Government mandates "truth in advertising" but certainly does not practice it: Hence the "Employee Free Choice Act," which eliminates closed balloting for unionization; the "Financial Reform" bill that anointed the existing banking elite; or the "Food Safety" bill, which threatens small, organic, healthy farming.
But the leader of the pack is HIPAA – technically the Health Insurance Portability and Accountability Act, but more often referred to as "The Privacy Act" for its supposed protection of a patient's personal health information.
In truth, there is no more medical privacy.
As a doctor who operates within the Medicare/Medicaid system, under the so called "Privacy Act," I can be fined $50,000 and/or given a year jail sentence for blabbing your medical information to my neighbor, but I am "allowed" and under the rubric of physician quality improvement mandated to give the government your most personal data – your body mass index, drug use, whether you smoke, diabetic glucose levels and anything else they may want.
And this information does not even go to a health care professional. It generally goes to an unelected government bureaucrat who has not taken the Hippocratic Oath to put the patient first, who does not know or value your sensitivities, who puts the needs of the government above the needs of you as an individual.

════

What to do:
1. In the piece on HIPAA and medical privacy, what penalty does the doctor say he faces for revealing a patient's medical information to his neighbor?
2. Extend the piece on HIPAA and medical privacy, picking up after its final sentence.

Provided material:
════

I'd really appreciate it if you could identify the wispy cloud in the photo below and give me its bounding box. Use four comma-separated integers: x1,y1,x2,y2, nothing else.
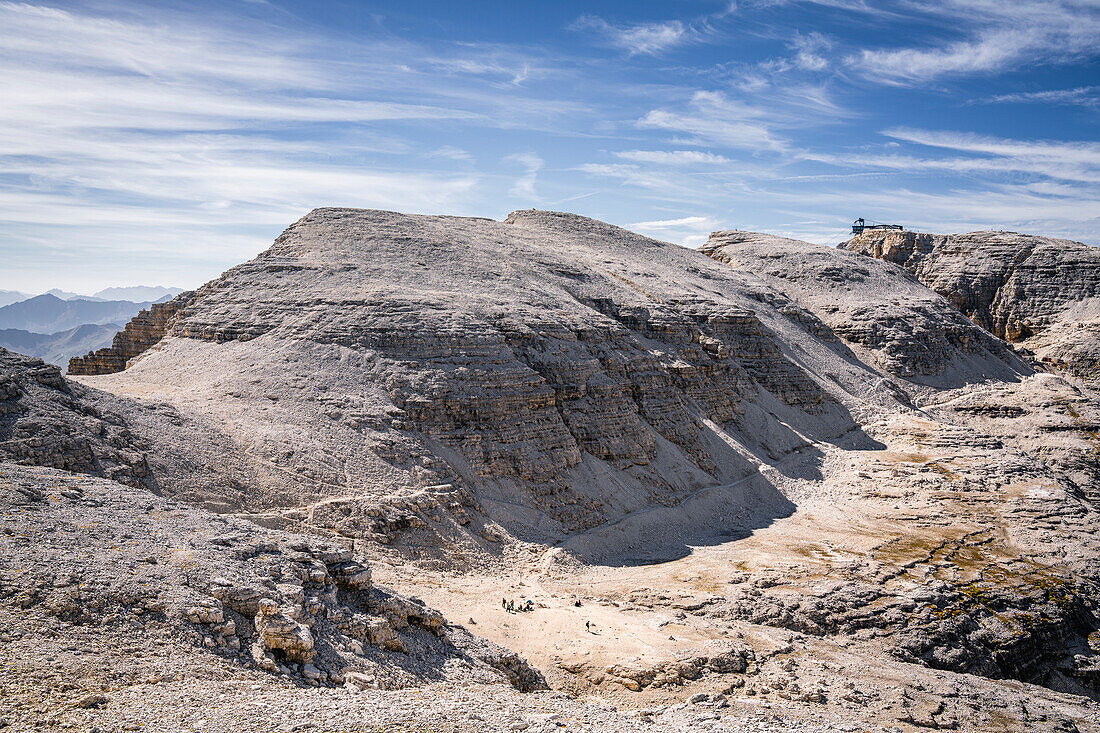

════

Answers per task:
1. A $50,000 fine, a year in jail, or both.

2.
And it goes to their computers and laptops, which have a propensity to be "misplaced." Remember the 4.9 million Tri-Care patients who received letters last year that all their private data had been compromised when a laptop was stolen? As it turns out, that was just the tip of a very big iceberg. Since 2009, according to the Office for Civil Rights, nearly 21 million patients (20,970,222 to be precise) have had their medical data lost or stolen from electronic records. Much of this is outright theft, such as when the AvMed Health Plan of Florida lost 1.22 million patient records due to the theft of a laptop computer. In some cases the theft may have been for the laptop, but as in the case of Wellpoint's 31,700 patient confidentiality breach, the system was hacked specifically to get the data. Others have lost backup tapes and external hard drives, which themselves have little value but contain everything from credit card payment numbers to the addresses of the patients involved.
According to Health and Human Services, there are 12 reasons for doctors to divulge data "without an individual's authorization." These fall under the heading of "Public Interest and Benefit."
First and foremost, you have to cough up the goods if it is "required by law." So that means anything is potentially fair game. The State of Oklahoma wants to know who among its diabetics are not adhering to their medications? No problem, mandate reporting. New York wants to know who has had a sex change? Not a problem, mandate reporting. In short, there is nothing that is private if some law-generating agency wants the info.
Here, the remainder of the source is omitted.